**SOURCE DATA:**
........
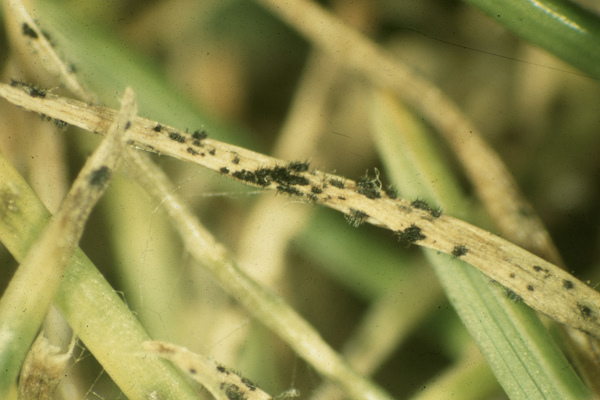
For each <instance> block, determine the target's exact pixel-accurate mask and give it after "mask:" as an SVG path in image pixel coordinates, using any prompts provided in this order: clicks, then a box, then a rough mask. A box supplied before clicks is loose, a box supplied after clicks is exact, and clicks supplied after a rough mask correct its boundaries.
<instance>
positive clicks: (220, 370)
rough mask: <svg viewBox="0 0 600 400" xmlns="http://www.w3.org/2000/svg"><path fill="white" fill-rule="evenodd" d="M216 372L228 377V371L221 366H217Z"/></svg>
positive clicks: (228, 374) (226, 368)
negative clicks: (218, 371) (219, 372)
mask: <svg viewBox="0 0 600 400" xmlns="http://www.w3.org/2000/svg"><path fill="white" fill-rule="evenodd" d="M217 371H219V372H220V373H222V374H225V375H229V371H228V370H227V368H225V367H224V366H222V365H217Z"/></svg>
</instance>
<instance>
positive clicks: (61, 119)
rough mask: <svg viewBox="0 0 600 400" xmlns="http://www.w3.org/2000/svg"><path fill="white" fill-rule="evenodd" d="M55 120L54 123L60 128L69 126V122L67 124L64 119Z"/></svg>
mask: <svg viewBox="0 0 600 400" xmlns="http://www.w3.org/2000/svg"><path fill="white" fill-rule="evenodd" d="M53 122H54V125H56V127H57V128H59V129H65V128H66V127H68V126H69V124H67V123H66V122H65V121H63V120H62V119H55V120H54V121H53Z"/></svg>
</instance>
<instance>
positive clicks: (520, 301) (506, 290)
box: [506, 289, 523, 303]
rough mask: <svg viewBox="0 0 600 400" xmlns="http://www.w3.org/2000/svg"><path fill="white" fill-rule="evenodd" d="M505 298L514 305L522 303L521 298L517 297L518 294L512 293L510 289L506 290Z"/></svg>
mask: <svg viewBox="0 0 600 400" xmlns="http://www.w3.org/2000/svg"><path fill="white" fill-rule="evenodd" d="M506 297H507V298H508V299H509V300H512V301H514V302H515V303H520V302H522V301H523V298H522V297H521V296H519V295H518V294H516V293H515V292H513V291H512V290H510V289H506Z"/></svg>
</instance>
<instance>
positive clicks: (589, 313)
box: [577, 303, 592, 319]
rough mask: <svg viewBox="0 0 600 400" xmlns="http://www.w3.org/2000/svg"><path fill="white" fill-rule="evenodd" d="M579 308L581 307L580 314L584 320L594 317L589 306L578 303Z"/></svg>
mask: <svg viewBox="0 0 600 400" xmlns="http://www.w3.org/2000/svg"><path fill="white" fill-rule="evenodd" d="M577 307H579V312H580V313H581V316H582V317H583V318H585V319H588V318H590V317H591V316H592V310H591V309H590V308H589V307H588V306H585V305H583V304H581V303H577Z"/></svg>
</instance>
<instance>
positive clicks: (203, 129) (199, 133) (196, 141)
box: [192, 129, 208, 147]
mask: <svg viewBox="0 0 600 400" xmlns="http://www.w3.org/2000/svg"><path fill="white" fill-rule="evenodd" d="M207 137H208V133H206V131H205V130H204V129H200V130H196V131H194V133H192V139H194V140H193V141H192V144H193V145H194V146H196V147H203V146H204V145H203V144H202V141H203V140H204V139H206V138H207Z"/></svg>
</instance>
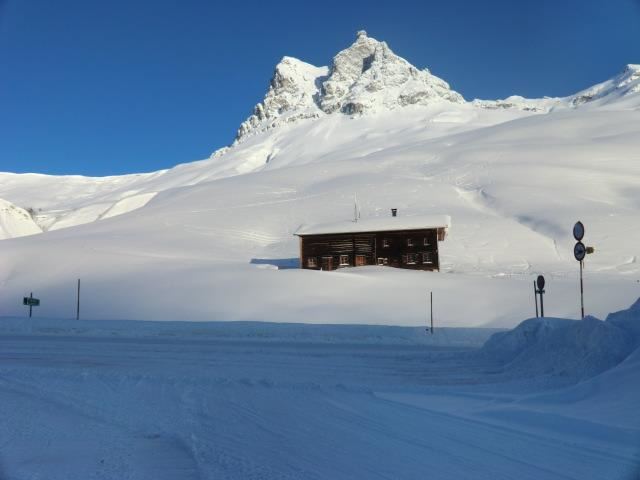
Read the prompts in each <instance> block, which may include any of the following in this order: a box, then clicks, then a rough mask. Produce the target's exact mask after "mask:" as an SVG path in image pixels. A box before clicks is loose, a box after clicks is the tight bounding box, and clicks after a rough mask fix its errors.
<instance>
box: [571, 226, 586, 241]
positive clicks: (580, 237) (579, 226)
mask: <svg viewBox="0 0 640 480" xmlns="http://www.w3.org/2000/svg"><path fill="white" fill-rule="evenodd" d="M573 238H575V239H576V240H577V241H580V240H582V239H583V238H584V225H583V224H582V222H576V224H575V225H574V226H573Z"/></svg>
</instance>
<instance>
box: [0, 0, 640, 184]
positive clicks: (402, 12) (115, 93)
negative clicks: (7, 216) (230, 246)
mask: <svg viewBox="0 0 640 480" xmlns="http://www.w3.org/2000/svg"><path fill="white" fill-rule="evenodd" d="M359 29H365V30H367V32H368V33H369V35H370V36H372V37H375V38H377V39H378V40H385V41H386V42H387V43H388V44H389V46H390V47H391V48H392V49H393V50H394V51H395V52H396V53H397V54H399V55H400V56H403V57H405V58H406V59H407V60H409V61H410V62H411V63H413V64H414V65H416V66H417V67H420V68H423V67H428V68H429V69H431V71H432V72H433V73H434V74H435V75H438V76H440V77H442V78H444V79H445V80H446V81H448V82H449V83H450V84H451V86H452V88H453V89H455V90H457V91H458V92H460V93H461V94H462V95H463V96H464V97H465V98H467V99H473V98H489V99H492V98H504V97H506V96H509V95H512V94H519V95H523V96H528V97H539V96H544V95H549V96H561V95H568V94H571V93H574V92H576V91H578V90H580V89H582V88H585V87H587V86H590V85H592V84H594V83H598V82H601V81H603V80H606V79H607V78H610V77H612V76H613V75H615V74H616V73H618V72H619V71H620V70H621V69H622V68H623V67H624V65H626V64H627V63H640V0H532V1H529V0H523V1H517V0H483V1H478V0H446V1H442V0H440V1H429V0H422V1H419V0H416V1H403V0H396V1H394V2H380V3H379V4H377V5H376V2H373V1H371V0H369V1H335V0H323V1H322V2H305V1H302V0H296V1H289V0H280V1H277V2H269V1H250V0H244V1H235V2H233V1H226V2H218V1H212V0H182V1H180V0H110V1H101V0H55V1H53V0H0V171H13V172H41V173H52V174H83V175H110V174H121V173H133V172H142V171H152V170H158V169H161V168H168V167H171V166H173V165H175V164H178V163H184V162H189V161H192V160H198V159H202V158H206V157H208V156H209V155H210V154H211V152H213V151H214V150H216V149H217V148H219V147H222V146H224V145H227V144H229V143H230V142H231V141H232V140H233V138H234V135H235V132H236V129H237V128H238V126H239V124H240V122H241V121H243V120H244V119H245V118H246V117H247V116H248V115H249V114H250V113H251V110H252V108H253V106H254V105H255V104H256V103H257V102H258V101H260V100H261V99H262V97H263V96H264V94H265V92H266V90H267V87H268V82H269V79H270V78H271V74H272V72H273V68H274V66H275V65H276V63H277V62H278V61H279V60H280V58H281V57H282V56H284V55H290V56H294V57H297V58H300V59H302V60H304V61H307V62H310V63H313V64H315V65H318V66H319V65H328V64H329V63H330V61H331V58H332V57H333V55H335V54H336V53H337V52H338V51H339V50H341V49H343V48H346V47H347V46H349V45H350V44H351V43H352V42H353V41H354V39H355V33H356V31H357V30H359Z"/></svg>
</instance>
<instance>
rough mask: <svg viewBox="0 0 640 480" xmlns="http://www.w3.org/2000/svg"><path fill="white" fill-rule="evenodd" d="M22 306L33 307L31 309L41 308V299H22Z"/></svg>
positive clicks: (32, 298)
mask: <svg viewBox="0 0 640 480" xmlns="http://www.w3.org/2000/svg"><path fill="white" fill-rule="evenodd" d="M22 304H23V305H26V306H31V307H39V306H40V299H39V298H30V297H24V298H23V299H22Z"/></svg>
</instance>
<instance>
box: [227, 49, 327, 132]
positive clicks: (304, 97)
mask: <svg viewBox="0 0 640 480" xmlns="http://www.w3.org/2000/svg"><path fill="white" fill-rule="evenodd" d="M327 73H328V68H327V67H314V66H313V65H310V64H308V63H305V62H302V61H300V60H297V59H295V58H292V57H284V58H283V59H282V60H281V61H280V63H278V65H276V69H275V71H274V73H273V78H272V79H271V83H270V85H269V90H268V91H267V94H266V95H265V97H264V100H263V101H262V102H261V103H259V104H257V105H256V106H255V108H254V109H253V114H252V115H251V116H250V117H249V118H248V119H247V120H246V121H244V122H242V124H241V125H240V128H239V129H238V133H237V135H236V142H238V141H240V140H241V139H243V138H244V137H246V136H247V135H249V134H251V133H255V132H260V131H264V130H268V129H270V128H273V127H275V126H277V125H279V124H281V123H283V122H291V121H295V120H299V119H302V118H314V117H317V116H319V108H318V106H317V104H316V96H317V94H318V91H319V86H320V82H321V81H322V79H323V78H325V77H326V75H327Z"/></svg>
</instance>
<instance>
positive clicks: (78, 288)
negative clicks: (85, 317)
mask: <svg viewBox="0 0 640 480" xmlns="http://www.w3.org/2000/svg"><path fill="white" fill-rule="evenodd" d="M76 320H80V279H78V302H77V304H76Z"/></svg>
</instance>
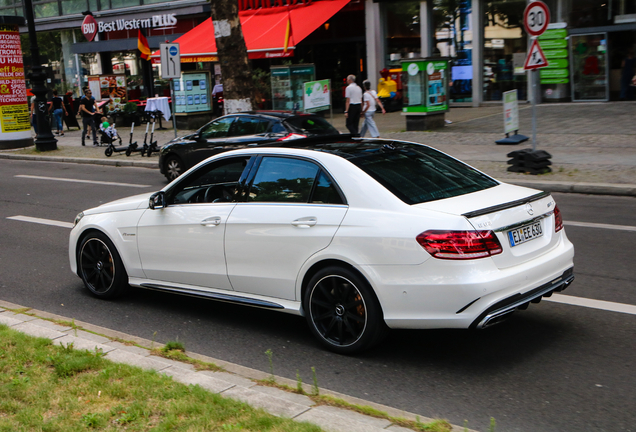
........
**PROBLEM TO SOLVE:**
Please pull out the data from its very beginning through the line containing "positive clicks: (228, 374) (226, 368)", including that line, and leave the pictures out.

**WRITTEN RESPONSE:**
For each <instance> block, determine the target's exact pixel-accurate mask and give it after "mask:" as an SVG path in image pixel coordinates, using any prompts provided in this order: clicks, then a box, then a rough mask. A box supplied before clicks is loose, a box supplied after clicks is exact, and clicks supplied after a rough mask correct its boundaries.
<instance>
positive clicks: (220, 370)
rough mask: <svg viewBox="0 0 600 400" xmlns="http://www.w3.org/2000/svg"><path fill="white" fill-rule="evenodd" d="M216 372L228 377V371L221 366H217Z"/></svg>
positive clicks: (228, 374) (226, 368)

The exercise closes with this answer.